◆ Passage provided:
┌──

Casio RZ-1 CPU Replacement

The NEC uPD7811 8-bit microcomputer within the Casio RZ-1 contains 4K of custom code which makes it a traditionally non-replaceable part, as the only known source of 100% identical CPUs are those harvested from other RZ-1 units. This guide outlines a method for replacing a dead RZ-1 7811 CPU with its generic equivalent — the NEC uPD7810.

Since some form of altered firmware is required to accomplish this, the operating system binary provided for this method has the side-benefit of numerous feature upgrades such as OLED support and on-the-fly pattern changes.

Note: See the Casio RZ-1 custom firmware article for a full description of newly added capabilities.

Due to the required removal of multi-pin ICs, this modification requires above average desoldering ability and should not be attempted without prior success at similar repairs and/or modifications. The use of a professional desoldering tool, rework station, and/or Chip Qwik is highly recommended although not strictly necessary.

Use liberal amounts of flux where applicable.

Required Materials

– NEC uPD7810 64-pin CPU
– 47Kohm resistor
– at least 64 SIPs (2.54mm pitch sockets) [for CPU]
– 27256 EPROM + EPROM burner + custom binary (or a pre-burned EPROM)
– DIP28 leaf wiper socket [for EPROM]
– Kynar or similar thin gauge hookup wire
– soldering/desoldering tools
– needle-tip flush cutters
– needle-nose pliers

Download

– Casio RZ-1 CPU replacement EPROM binary and instructions bundle

Procedure

It should be obvious that the RZ-1 will need to be partially disassembled to complete the CPU replacement. It is good practice to mark any connectors and ribbon cables on the mainboard with their proper location and orientation, as they will need to be disconnected to gain access to the underside of the PCB.

Please take adequate safety precautions including but not limited to ESD protocols.

CPU AND 64K EXTERNAL MEMORY MODE FIX

– Prepare the 7810 by bending out pin 29 (MODE0) to a 90 degree angle. Tin both pin 29 and pin 63. Solder a 47K resistor from pin 29 to pin 63. It may be helpful to first hot glue the resistor onto the top of the CPU so that it remains stationary during soldering and while bending the leads to suitable positions. Reference “modified 7810 CPU” and “CPU pinout diagram” for clarification.

└──

◆ Required actions:
(1) In the guide to replacing the Casio RZ-1 CPU, what value of resistor is soldered from pin 29 to pin 63 of the 7810?
(2) Copy the rows from the line containing "[locate] the rocky mountain" through the last row, both ends included, replacing "agave" with "succulent" and changing nothing else. Omit the pictures from your answer.
The text and the rows have nothing to do with each other.

◆ Entries shown:

┌──

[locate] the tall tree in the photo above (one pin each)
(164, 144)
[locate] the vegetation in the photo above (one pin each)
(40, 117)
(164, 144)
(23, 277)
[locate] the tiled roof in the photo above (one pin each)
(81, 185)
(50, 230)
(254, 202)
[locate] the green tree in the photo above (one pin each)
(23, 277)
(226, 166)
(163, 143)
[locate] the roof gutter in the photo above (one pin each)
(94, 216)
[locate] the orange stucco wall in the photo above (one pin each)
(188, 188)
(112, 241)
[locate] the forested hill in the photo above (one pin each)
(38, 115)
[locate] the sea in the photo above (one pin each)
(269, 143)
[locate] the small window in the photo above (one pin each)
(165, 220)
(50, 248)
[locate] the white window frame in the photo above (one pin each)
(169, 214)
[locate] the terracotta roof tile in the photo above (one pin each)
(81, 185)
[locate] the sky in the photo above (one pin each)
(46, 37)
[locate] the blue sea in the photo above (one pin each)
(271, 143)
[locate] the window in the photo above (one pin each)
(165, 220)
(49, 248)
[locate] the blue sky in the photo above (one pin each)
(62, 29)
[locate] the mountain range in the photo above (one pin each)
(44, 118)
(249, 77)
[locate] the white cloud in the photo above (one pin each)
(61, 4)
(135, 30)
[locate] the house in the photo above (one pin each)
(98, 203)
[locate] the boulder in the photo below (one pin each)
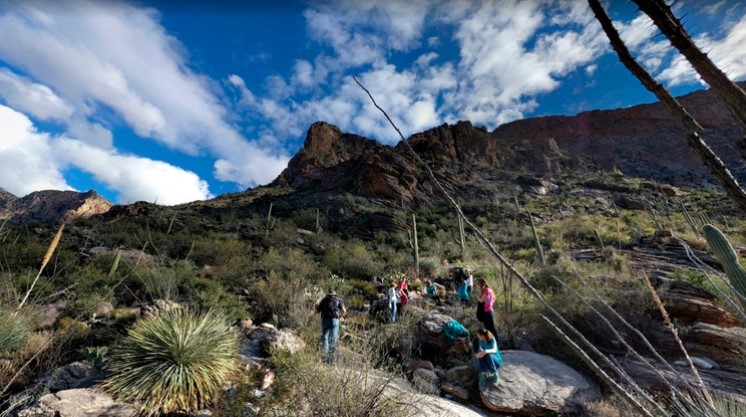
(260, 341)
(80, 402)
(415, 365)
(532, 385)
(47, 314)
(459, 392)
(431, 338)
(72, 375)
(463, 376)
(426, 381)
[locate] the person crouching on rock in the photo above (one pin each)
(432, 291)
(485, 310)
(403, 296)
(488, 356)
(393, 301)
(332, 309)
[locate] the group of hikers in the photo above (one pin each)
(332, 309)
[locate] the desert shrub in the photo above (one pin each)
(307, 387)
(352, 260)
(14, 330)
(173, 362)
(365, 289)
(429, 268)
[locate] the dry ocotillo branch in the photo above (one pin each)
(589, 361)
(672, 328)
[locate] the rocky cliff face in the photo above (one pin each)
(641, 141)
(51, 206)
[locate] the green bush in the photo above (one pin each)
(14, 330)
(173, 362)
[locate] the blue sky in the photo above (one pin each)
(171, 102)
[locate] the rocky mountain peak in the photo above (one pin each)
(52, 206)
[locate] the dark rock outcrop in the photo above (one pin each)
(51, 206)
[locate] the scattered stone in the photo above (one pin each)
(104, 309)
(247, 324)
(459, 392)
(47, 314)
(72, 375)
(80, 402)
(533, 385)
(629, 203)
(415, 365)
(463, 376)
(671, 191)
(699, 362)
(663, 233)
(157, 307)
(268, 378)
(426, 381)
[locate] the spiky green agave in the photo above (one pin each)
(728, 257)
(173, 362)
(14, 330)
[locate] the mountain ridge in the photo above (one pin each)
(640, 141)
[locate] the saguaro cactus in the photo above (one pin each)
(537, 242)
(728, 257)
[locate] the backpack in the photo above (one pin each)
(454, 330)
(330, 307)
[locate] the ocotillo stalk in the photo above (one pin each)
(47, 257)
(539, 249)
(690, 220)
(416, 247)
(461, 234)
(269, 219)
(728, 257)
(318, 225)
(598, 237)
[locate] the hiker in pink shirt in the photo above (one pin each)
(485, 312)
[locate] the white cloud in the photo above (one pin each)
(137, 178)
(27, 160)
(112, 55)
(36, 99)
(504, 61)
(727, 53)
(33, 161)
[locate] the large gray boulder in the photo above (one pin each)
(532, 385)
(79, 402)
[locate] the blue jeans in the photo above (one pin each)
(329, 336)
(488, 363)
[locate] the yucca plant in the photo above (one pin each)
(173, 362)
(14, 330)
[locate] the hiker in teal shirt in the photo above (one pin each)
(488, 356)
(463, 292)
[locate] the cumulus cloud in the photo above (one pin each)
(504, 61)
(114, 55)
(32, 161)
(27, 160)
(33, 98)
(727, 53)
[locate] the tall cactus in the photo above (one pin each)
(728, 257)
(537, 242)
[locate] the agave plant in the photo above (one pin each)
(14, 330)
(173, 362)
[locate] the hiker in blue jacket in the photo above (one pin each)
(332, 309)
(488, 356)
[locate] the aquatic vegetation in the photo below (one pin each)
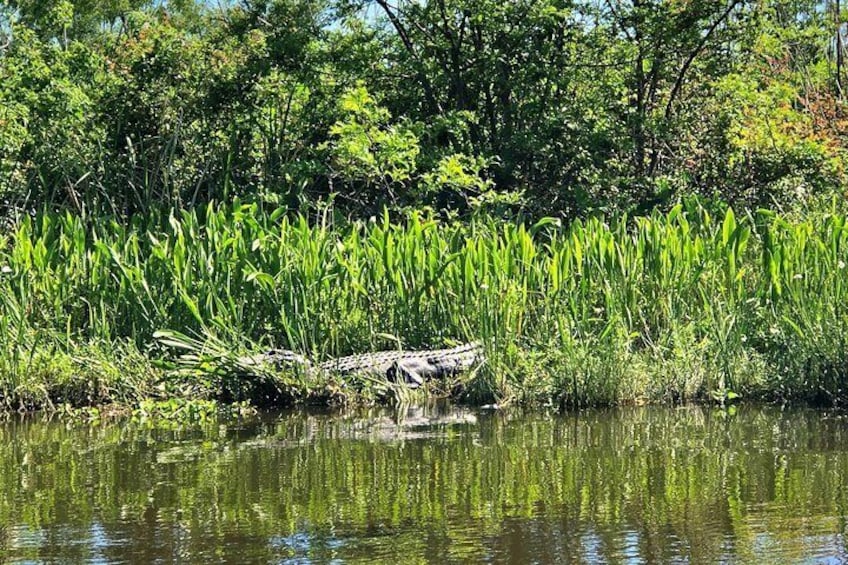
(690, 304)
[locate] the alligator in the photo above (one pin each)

└──

◆ Answers below:
(1) A 47K resistor.

(2)
[locate] the rocky mountain peak in the photo above (one pin each)
(52, 206)
[locate] the dark rock outcrop in the photo above (one pin each)
(51, 206)
[locate] the scattered stone in the photo above (one pin each)
(104, 309)
(247, 324)
(459, 392)
(47, 314)
(72, 375)
(80, 402)
(533, 385)
(629, 203)
(415, 365)
(463, 376)
(671, 191)
(699, 362)
(663, 233)
(157, 307)
(268, 378)
(426, 381)
[locate] the spiky green succulent in the photo above (one pin each)
(728, 257)
(173, 362)
(14, 330)
[locate] the mountain ridge in the photo above (one pin each)
(640, 141)
[locate] the saguaro cactus in the photo above (one pin each)
(537, 242)
(728, 257)
[locate] the backpack in the photo above (one pin each)
(454, 330)
(330, 307)
[locate] the ocotillo stalk in the photo above (one pin each)
(47, 257)
(539, 249)
(690, 220)
(416, 247)
(461, 234)
(269, 219)
(728, 257)
(318, 225)
(598, 237)
[locate] the hiker in pink shirt in the photo above (one pin each)
(485, 312)
[locate] the white cloud in the photo above (one pin each)
(137, 178)
(27, 160)
(112, 55)
(36, 99)
(504, 61)
(727, 53)
(33, 161)
[locate] the large gray boulder in the photo above (one pin each)
(532, 385)
(79, 402)
[locate] the blue jeans in the photo above (one pin each)
(329, 336)
(488, 363)
[locate] the yucca plant in the photo above (one pin each)
(173, 362)
(14, 330)
[locate] the hiker in teal shirt in the photo above (one pin each)
(488, 356)
(463, 292)
[locate] the cumulus cloud in the photo above (one pin each)
(504, 61)
(114, 55)
(32, 161)
(27, 160)
(33, 98)
(727, 53)
[locate] the tall cactus in the photo above (one pin each)
(728, 257)
(537, 242)
[locate] the succulent plant in the photo above (one pin each)
(14, 330)
(173, 362)
[locate] the hiker in blue jacket in the photo above (one pin each)
(332, 309)
(488, 356)
[locate] the aquatic vegetation in the photo below (one pin each)
(690, 304)
[locate] the alligator in the photo above (one pin each)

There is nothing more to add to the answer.